[Stored data]
__________

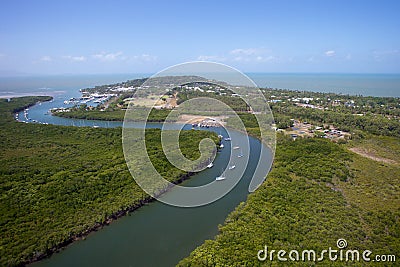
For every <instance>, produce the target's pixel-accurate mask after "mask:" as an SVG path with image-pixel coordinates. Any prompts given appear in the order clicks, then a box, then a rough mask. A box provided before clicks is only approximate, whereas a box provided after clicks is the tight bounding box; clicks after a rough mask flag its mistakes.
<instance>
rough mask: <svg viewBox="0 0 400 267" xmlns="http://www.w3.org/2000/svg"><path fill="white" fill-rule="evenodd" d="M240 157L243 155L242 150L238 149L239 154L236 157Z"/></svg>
mask: <svg viewBox="0 0 400 267" xmlns="http://www.w3.org/2000/svg"><path fill="white" fill-rule="evenodd" d="M241 157H243V151H242V150H240V154H239V155H238V158H241Z"/></svg>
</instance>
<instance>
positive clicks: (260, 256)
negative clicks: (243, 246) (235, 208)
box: [257, 239, 396, 262]
mask: <svg viewBox="0 0 400 267" xmlns="http://www.w3.org/2000/svg"><path fill="white" fill-rule="evenodd" d="M347 245H348V244H347V241H346V240H345V239H338V240H337V242H336V247H337V249H336V248H332V247H329V248H328V249H324V250H322V251H320V252H319V253H318V252H317V251H315V250H312V249H306V250H303V251H298V250H290V251H289V252H288V251H286V250H283V249H280V250H275V249H271V250H268V246H267V245H265V246H264V249H261V250H259V251H258V253H257V258H258V260H259V261H268V260H269V261H275V260H278V261H293V262H298V261H312V262H320V261H323V260H330V261H346V262H349V261H351V262H359V261H365V262H395V261H396V256H395V255H391V254H386V255H385V254H381V255H373V252H372V251H370V250H363V251H360V250H357V249H346V248H347Z"/></svg>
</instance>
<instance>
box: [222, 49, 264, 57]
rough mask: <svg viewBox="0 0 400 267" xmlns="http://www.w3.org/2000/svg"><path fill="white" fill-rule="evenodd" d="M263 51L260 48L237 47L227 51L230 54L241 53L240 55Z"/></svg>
mask: <svg viewBox="0 0 400 267" xmlns="http://www.w3.org/2000/svg"><path fill="white" fill-rule="evenodd" d="M264 52H265V51H264V49H261V48H246V49H244V48H237V49H233V50H231V51H230V52H229V53H230V54H232V55H241V56H256V55H260V54H263V53H264Z"/></svg>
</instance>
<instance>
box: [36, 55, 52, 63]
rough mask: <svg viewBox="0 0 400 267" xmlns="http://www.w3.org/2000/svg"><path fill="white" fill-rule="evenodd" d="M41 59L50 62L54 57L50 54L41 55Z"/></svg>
mask: <svg viewBox="0 0 400 267" xmlns="http://www.w3.org/2000/svg"><path fill="white" fill-rule="evenodd" d="M39 60H40V61H43V62H50V61H52V60H53V59H52V58H51V57H50V56H43V57H41V58H40V59H39Z"/></svg>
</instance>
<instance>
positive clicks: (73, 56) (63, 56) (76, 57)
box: [63, 56, 86, 62]
mask: <svg viewBox="0 0 400 267" xmlns="http://www.w3.org/2000/svg"><path fill="white" fill-rule="evenodd" d="M63 58H65V59H68V60H70V61H73V62H82V61H85V60H86V57H84V56H63Z"/></svg>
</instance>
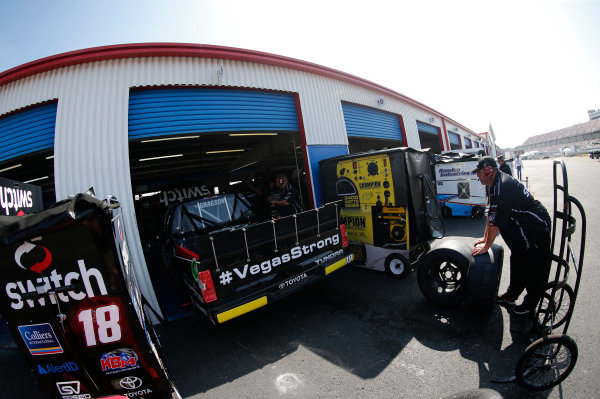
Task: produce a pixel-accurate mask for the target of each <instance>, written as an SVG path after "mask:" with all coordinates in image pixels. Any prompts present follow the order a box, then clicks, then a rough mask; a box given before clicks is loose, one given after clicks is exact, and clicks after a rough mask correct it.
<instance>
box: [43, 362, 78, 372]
mask: <svg viewBox="0 0 600 399" xmlns="http://www.w3.org/2000/svg"><path fill="white" fill-rule="evenodd" d="M77 370H79V366H78V365H77V363H75V362H64V363H63V364H52V363H47V364H45V365H44V364H38V373H40V374H56V373H69V372H71V371H77Z"/></svg>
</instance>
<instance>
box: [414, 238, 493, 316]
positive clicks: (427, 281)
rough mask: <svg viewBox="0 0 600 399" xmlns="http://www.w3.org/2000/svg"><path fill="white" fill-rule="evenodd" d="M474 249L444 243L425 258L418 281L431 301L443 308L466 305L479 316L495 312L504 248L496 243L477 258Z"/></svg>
mask: <svg viewBox="0 0 600 399" xmlns="http://www.w3.org/2000/svg"><path fill="white" fill-rule="evenodd" d="M471 250H472V247H470V246H469V245H467V244H466V243H464V242H462V241H457V240H441V241H439V242H438V245H436V246H434V247H432V249H431V250H430V251H429V252H428V253H427V254H426V255H425V256H423V257H422V258H421V261H420V264H419V269H418V272H417V279H418V282H419V288H420V289H421V292H422V293H423V295H424V296H425V298H427V300H428V301H429V302H431V303H432V304H434V305H437V306H443V307H453V306H458V305H460V304H462V303H464V304H465V307H466V308H467V309H469V310H471V311H473V312H477V313H489V312H491V311H492V310H493V309H494V305H495V303H496V297H497V295H498V288H499V287H500V277H501V275H502V262H503V260H504V248H503V247H502V246H500V245H498V244H492V247H491V248H490V249H489V250H488V252H487V253H485V254H482V255H477V256H475V257H474V256H473V255H472V254H471Z"/></svg>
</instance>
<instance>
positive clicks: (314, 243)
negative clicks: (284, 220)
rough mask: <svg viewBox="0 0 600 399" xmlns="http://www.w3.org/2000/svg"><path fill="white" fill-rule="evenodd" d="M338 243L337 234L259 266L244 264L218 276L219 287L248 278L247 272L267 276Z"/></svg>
mask: <svg viewBox="0 0 600 399" xmlns="http://www.w3.org/2000/svg"><path fill="white" fill-rule="evenodd" d="M339 243H340V236H339V234H334V235H332V236H331V237H327V238H325V239H323V240H319V241H317V242H313V243H311V244H308V245H302V246H300V245H298V246H297V247H293V248H292V249H291V250H290V252H289V253H285V254H283V255H281V256H276V257H274V258H272V259H269V260H266V261H264V262H262V263H261V264H260V265H259V264H256V265H252V266H249V264H248V263H246V265H245V266H244V267H243V269H242V270H239V269H238V268H237V267H236V268H234V269H233V273H232V272H231V270H226V271H224V272H222V273H221V274H220V275H219V282H220V283H221V285H227V284H229V283H231V282H232V281H233V280H234V278H235V277H236V276H237V277H238V279H239V280H243V279H245V278H246V277H248V272H250V275H256V274H259V273H262V274H269V273H271V271H272V270H273V268H274V267H277V266H279V265H282V264H284V263H288V262H290V261H291V260H292V259H298V258H300V257H302V256H304V255H309V254H311V253H312V252H313V251H314V250H315V249H323V248H325V247H326V246H328V245H338V244H339Z"/></svg>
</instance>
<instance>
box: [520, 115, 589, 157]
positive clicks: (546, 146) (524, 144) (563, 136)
mask: <svg viewBox="0 0 600 399" xmlns="http://www.w3.org/2000/svg"><path fill="white" fill-rule="evenodd" d="M565 148H569V149H571V150H572V152H573V153H574V154H578V153H590V152H594V151H598V150H600V119H592V120H590V121H588V122H585V123H579V124H577V125H574V126H570V127H566V128H563V129H559V130H555V131H553V132H550V133H544V134H539V135H537V136H533V137H530V138H528V139H527V140H525V142H524V143H523V144H521V145H519V146H517V147H515V148H514V153H515V154H526V153H531V152H534V151H536V152H537V154H540V155H542V154H543V155H548V156H554V155H564V153H565V151H564V150H565Z"/></svg>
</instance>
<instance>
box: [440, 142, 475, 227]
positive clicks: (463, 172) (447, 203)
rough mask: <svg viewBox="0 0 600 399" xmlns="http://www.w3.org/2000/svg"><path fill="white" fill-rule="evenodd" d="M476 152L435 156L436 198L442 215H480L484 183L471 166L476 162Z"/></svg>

__________

__EXERCISE REQUIREMENTS__
Leaving the pictures out, give back each line above exactly.

__TASK RESPONSE__
For every <instance>, produce the target's pixel-accurate mask after "mask:" as an SVG path with image-pixel coordinates. Any prompts given appear in the order clicks, then a box, then a rough mask. A box provided before clicks is only approximate, whereas a box provided after clicks is the tight bounding box; clicks after a rough mask flag its mistakes.
<instance>
rough mask: <svg viewBox="0 0 400 267" xmlns="http://www.w3.org/2000/svg"><path fill="white" fill-rule="evenodd" d="M240 157L243 155L242 150L238 149L239 154L236 157Z"/></svg>
mask: <svg viewBox="0 0 400 267" xmlns="http://www.w3.org/2000/svg"><path fill="white" fill-rule="evenodd" d="M241 157H243V151H242V150H240V154H239V155H238V158H241Z"/></svg>
</instance>
<instance>
positive clicks: (260, 256)
negative clicks: (243, 246) (235, 208)
box: [257, 239, 396, 262]
mask: <svg viewBox="0 0 400 267" xmlns="http://www.w3.org/2000/svg"><path fill="white" fill-rule="evenodd" d="M347 245H348V244H347V241H346V240H345V239H338V240H337V242H336V247H337V249H336V248H332V247H329V248H328V249H324V250H322V251H320V252H319V253H318V252H317V251H315V250H312V249H306V250H303V251H298V250H290V251H289V252H288V251H286V250H283V249H280V250H275V249H271V250H268V246H267V245H265V246H264V249H261V250H259V251H258V253H257V258H258V260H259V261H268V260H269V261H275V260H278V261H293V262H298V261H312V262H320V261H323V260H330V261H346V262H349V261H351V262H359V261H365V262H395V261H396V256H395V255H391V254H386V255H385V254H381V255H373V252H372V251H370V250H363V251H360V250H357V249H346V248H347Z"/></svg>
</instance>
<instance>
box: [222, 49, 264, 57]
rough mask: <svg viewBox="0 0 400 267" xmlns="http://www.w3.org/2000/svg"><path fill="white" fill-rule="evenodd" d="M263 51L260 48L237 47L227 51L230 54L241 53L240 55Z"/></svg>
mask: <svg viewBox="0 0 400 267" xmlns="http://www.w3.org/2000/svg"><path fill="white" fill-rule="evenodd" d="M264 52H265V51H264V49H261V48H246V49H244V48H237V49H233V50H231V51H230V52H229V53H230V54H232V55H241V56H256V55H260V54H263V53H264Z"/></svg>
</instance>
<instance>
box: [36, 55, 52, 63]
rough mask: <svg viewBox="0 0 400 267" xmlns="http://www.w3.org/2000/svg"><path fill="white" fill-rule="evenodd" d="M41 59L50 62L54 57L50 54L41 55Z"/></svg>
mask: <svg viewBox="0 0 400 267" xmlns="http://www.w3.org/2000/svg"><path fill="white" fill-rule="evenodd" d="M39 60H40V61H43V62H50V61H52V60H53V59H52V58H51V57H50V56H43V57H41V58H40V59H39Z"/></svg>
</instance>
<instance>
positive clicks: (73, 56) (63, 56) (76, 57)
box: [63, 56, 86, 62]
mask: <svg viewBox="0 0 400 267" xmlns="http://www.w3.org/2000/svg"><path fill="white" fill-rule="evenodd" d="M63 58H65V59H68V60H70V61H73V62H82V61H85V60H86V57H84V56H63Z"/></svg>
</instance>
Task: produce a pixel-accurate mask for the target of each <instance>, written as an SVG path after "mask:" with all coordinates in image pixels. Any prompts present follow the order a box, then clicks, then a rough mask; a box given before clicks is loose, one given after clicks is exact, and clicks after a rough mask correct it.
<instance>
box: [43, 362, 78, 372]
mask: <svg viewBox="0 0 600 399" xmlns="http://www.w3.org/2000/svg"><path fill="white" fill-rule="evenodd" d="M77 370H79V366H78V365H77V363H75V362H64V363H63V364H52V363H47V364H45V365H44V364H38V373H40V374H56V373H69V372H71V371H77Z"/></svg>
</instance>
<instance>
box: [414, 238, 493, 316]
positive clicks: (427, 281)
rough mask: <svg viewBox="0 0 600 399" xmlns="http://www.w3.org/2000/svg"><path fill="white" fill-rule="evenodd" d="M474 249L444 243L425 258L418 281L431 301L443 308L466 305L479 316L495 312L504 248L496 243L477 258Z"/></svg>
mask: <svg viewBox="0 0 600 399" xmlns="http://www.w3.org/2000/svg"><path fill="white" fill-rule="evenodd" d="M471 250H472V247H470V246H469V245H467V244H466V243H464V242H462V241H457V240H441V241H439V242H438V245H436V246H434V247H432V249H431V250H430V251H429V252H428V253H427V254H426V255H425V256H423V257H422V258H421V261H420V264H419V269H418V272H417V279H418V282H419V288H420V289H421V292H422V293H423V295H424V296H425V298H427V300H428V301H429V302H431V303H432V304H434V305H437V306H443V307H453V306H458V305H460V304H462V303H464V304H465V307H466V308H467V309H469V310H471V311H473V312H477V313H489V312H491V311H492V310H493V309H494V305H495V303H496V297H497V295H498V288H499V287H500V277H501V275H502V262H503V260H504V248H503V247H502V246H500V245H498V244H492V247H491V248H490V249H489V250H488V252H487V253H485V254H482V255H477V256H475V257H474V256H473V255H472V254H471Z"/></svg>
</instance>
<instance>
positive clicks: (314, 243)
negative clicks: (284, 220)
rough mask: <svg viewBox="0 0 600 399" xmlns="http://www.w3.org/2000/svg"><path fill="white" fill-rule="evenodd" d="M338 243L337 234L259 266L244 264L218 276L219 287L248 278L247 272L267 276Z"/></svg>
mask: <svg viewBox="0 0 600 399" xmlns="http://www.w3.org/2000/svg"><path fill="white" fill-rule="evenodd" d="M339 243H340V236H339V234H334V235H332V236H331V237H327V238H325V239H323V240H319V241H317V242H313V243H311V244H308V245H302V246H300V245H298V246H297V247H293V248H292V249H291V250H290V252H289V253H285V254H283V255H281V256H276V257H274V258H272V259H269V260H266V261H264V262H262V263H261V264H260V265H259V264H256V265H252V266H249V264H248V263H246V265H245V266H244V267H243V269H242V270H239V269H238V268H237V267H236V268H234V269H233V273H232V272H231V270H226V271H224V272H222V273H221V274H220V275H219V282H220V283H221V285H227V284H229V283H231V282H232V281H233V280H234V278H235V277H236V276H237V277H238V279H239V280H243V279H245V278H246V277H248V272H250V275H256V274H259V273H262V274H269V273H271V271H272V270H273V268H274V267H277V266H279V265H282V264H284V263H288V262H290V261H291V260H292V259H298V258H300V257H302V256H304V255H309V254H311V253H312V252H313V251H314V250H315V249H323V248H325V247H326V246H328V245H338V244H339Z"/></svg>
</instance>
<instance>
box: [520, 115, 589, 157]
positive clicks: (546, 146) (524, 144) (563, 136)
mask: <svg viewBox="0 0 600 399" xmlns="http://www.w3.org/2000/svg"><path fill="white" fill-rule="evenodd" d="M565 148H569V149H571V150H572V152H573V153H574V154H578V153H590V152H594V151H598V150H600V119H592V120H590V121H588V122H585V123H579V124H577V125H574V126H570V127H566V128H563V129H559V130H555V131H553V132H550V133H544V134H539V135H537V136H533V137H530V138H528V139H527V140H525V142H524V143H523V144H521V145H519V146H517V147H515V148H514V153H515V154H526V153H531V152H534V151H536V152H537V154H540V155H542V154H543V155H548V156H554V155H564V153H565V151H564V150H565Z"/></svg>
</instance>
<instance>
box: [440, 142, 475, 227]
positive clicks: (463, 172) (447, 203)
rough mask: <svg viewBox="0 0 600 399" xmlns="http://www.w3.org/2000/svg"><path fill="white" fill-rule="evenodd" d="M476 152L435 156L436 198L442 215H480L484 183L471 166L476 162Z"/></svg>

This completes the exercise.